Task goal. Nothing in the records may be changed; retype them in full.

Saved data entries.
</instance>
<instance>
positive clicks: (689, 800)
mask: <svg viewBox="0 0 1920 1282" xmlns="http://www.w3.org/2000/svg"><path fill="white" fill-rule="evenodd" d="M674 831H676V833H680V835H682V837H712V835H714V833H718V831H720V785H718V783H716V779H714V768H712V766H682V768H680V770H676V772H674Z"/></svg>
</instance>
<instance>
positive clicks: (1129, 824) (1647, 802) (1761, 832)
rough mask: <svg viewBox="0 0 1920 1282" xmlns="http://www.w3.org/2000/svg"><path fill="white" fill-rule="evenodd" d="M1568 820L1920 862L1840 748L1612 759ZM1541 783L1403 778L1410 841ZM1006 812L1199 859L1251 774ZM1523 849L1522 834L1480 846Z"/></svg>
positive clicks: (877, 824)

Response below.
</instance>
<instance>
positive clicks: (689, 800)
mask: <svg viewBox="0 0 1920 1282" xmlns="http://www.w3.org/2000/svg"><path fill="white" fill-rule="evenodd" d="M674 831H676V833H680V835H682V837H712V835H714V833H718V831H720V785H718V783H716V779H714V768H712V766H682V768H680V770H676V772H674Z"/></svg>
</instance>
<instance>
positive clicks: (1129, 824) (1647, 802) (1761, 832)
rough mask: <svg viewBox="0 0 1920 1282" xmlns="http://www.w3.org/2000/svg"><path fill="white" fill-rule="evenodd" d="M1568 820L1920 862L1840 748L1612 759ZM1541 783L1403 778L1410 841ZM1006 812L1199 859L1251 774ZM1523 849L1522 834L1480 846Z"/></svg>
positive clicks: (877, 824)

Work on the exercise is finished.